Detection examples:

<<<<

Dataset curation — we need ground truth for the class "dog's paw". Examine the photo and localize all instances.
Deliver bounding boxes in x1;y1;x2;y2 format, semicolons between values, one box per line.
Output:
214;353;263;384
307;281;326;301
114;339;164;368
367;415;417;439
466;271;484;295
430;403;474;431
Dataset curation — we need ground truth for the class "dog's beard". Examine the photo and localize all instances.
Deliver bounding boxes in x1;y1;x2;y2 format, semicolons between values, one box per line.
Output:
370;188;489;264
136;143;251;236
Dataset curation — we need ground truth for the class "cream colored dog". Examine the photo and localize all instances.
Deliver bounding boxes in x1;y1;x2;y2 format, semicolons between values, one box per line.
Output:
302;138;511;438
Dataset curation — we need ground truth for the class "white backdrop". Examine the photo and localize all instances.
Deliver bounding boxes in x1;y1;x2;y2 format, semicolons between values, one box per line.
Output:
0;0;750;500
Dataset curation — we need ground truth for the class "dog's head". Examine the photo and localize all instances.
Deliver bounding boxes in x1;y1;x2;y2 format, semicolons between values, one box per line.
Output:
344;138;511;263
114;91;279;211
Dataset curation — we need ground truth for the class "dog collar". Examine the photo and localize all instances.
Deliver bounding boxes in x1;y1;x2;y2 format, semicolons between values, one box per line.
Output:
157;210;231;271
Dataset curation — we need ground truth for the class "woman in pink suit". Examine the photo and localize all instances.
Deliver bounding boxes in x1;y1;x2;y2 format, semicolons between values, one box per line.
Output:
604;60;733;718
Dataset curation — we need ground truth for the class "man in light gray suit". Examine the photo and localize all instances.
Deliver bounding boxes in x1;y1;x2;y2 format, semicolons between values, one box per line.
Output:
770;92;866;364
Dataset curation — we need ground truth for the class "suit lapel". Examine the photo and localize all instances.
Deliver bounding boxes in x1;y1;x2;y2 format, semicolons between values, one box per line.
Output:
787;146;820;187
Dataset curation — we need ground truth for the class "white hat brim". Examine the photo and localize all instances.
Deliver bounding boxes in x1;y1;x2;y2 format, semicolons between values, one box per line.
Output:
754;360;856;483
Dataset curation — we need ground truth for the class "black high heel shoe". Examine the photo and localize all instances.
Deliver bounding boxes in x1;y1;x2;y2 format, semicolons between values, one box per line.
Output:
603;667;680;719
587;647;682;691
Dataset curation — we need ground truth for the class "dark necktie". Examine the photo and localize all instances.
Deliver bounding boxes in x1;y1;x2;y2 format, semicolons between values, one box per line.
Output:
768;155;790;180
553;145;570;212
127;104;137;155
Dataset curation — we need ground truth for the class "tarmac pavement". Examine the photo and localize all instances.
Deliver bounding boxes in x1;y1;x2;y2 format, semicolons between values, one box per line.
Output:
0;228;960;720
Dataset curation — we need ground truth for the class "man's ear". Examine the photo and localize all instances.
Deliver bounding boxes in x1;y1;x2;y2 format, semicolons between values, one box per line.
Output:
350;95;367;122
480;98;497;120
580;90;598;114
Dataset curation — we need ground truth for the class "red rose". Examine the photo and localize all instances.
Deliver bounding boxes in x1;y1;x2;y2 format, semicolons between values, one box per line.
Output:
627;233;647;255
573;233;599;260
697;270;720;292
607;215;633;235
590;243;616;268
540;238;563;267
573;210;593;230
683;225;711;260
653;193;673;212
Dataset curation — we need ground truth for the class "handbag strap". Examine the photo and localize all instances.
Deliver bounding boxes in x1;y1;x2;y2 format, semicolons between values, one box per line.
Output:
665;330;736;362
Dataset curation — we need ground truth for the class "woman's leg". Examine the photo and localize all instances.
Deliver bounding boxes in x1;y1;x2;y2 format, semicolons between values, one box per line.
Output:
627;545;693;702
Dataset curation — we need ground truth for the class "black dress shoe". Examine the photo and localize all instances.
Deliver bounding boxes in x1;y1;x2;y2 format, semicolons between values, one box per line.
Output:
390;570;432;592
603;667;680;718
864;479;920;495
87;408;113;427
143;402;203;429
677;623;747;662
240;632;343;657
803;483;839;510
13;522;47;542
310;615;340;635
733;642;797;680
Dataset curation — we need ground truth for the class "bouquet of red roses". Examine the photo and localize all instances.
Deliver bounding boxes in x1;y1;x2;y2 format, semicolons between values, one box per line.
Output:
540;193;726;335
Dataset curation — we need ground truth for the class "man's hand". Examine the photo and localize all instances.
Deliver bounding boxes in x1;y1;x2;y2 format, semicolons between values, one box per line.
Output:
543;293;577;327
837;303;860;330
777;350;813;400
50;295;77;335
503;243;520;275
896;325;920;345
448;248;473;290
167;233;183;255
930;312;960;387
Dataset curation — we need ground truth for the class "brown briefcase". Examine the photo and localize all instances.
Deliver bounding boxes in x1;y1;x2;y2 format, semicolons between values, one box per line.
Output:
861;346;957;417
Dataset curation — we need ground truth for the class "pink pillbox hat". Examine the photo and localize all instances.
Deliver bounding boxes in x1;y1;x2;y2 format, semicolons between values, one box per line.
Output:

>>>>

• **Requirements**: Please scale everything from the start of the records down to the line containing "136;143;251;236", inclusive. Reproduce those lines with the requests unchanged, multiplying each bounding-box coordinate in the answers by 0.95 and rounding to a whole number, with halves rounding up.

• **Output of the exercise**:
Dataset curation — we need ground truth for the class "dog's paw". Examine the photo and localize all instances.
Deliver bounding boxes in x1;y1;x2;y2 format, semicolons between values, one box per line.
Output:
203;335;250;365
292;267;310;286
108;322;156;350
349;394;396;417
443;257;460;280
409;383;450;409
Dataset curation — we need ground truth for the class "dog's beard". Examine the photo and localize all instances.
Deliver bounding boxes in x1;y1;x2;y2 format, semicolons between values, one box per line.
Output:
352;179;465;251
129;136;238;224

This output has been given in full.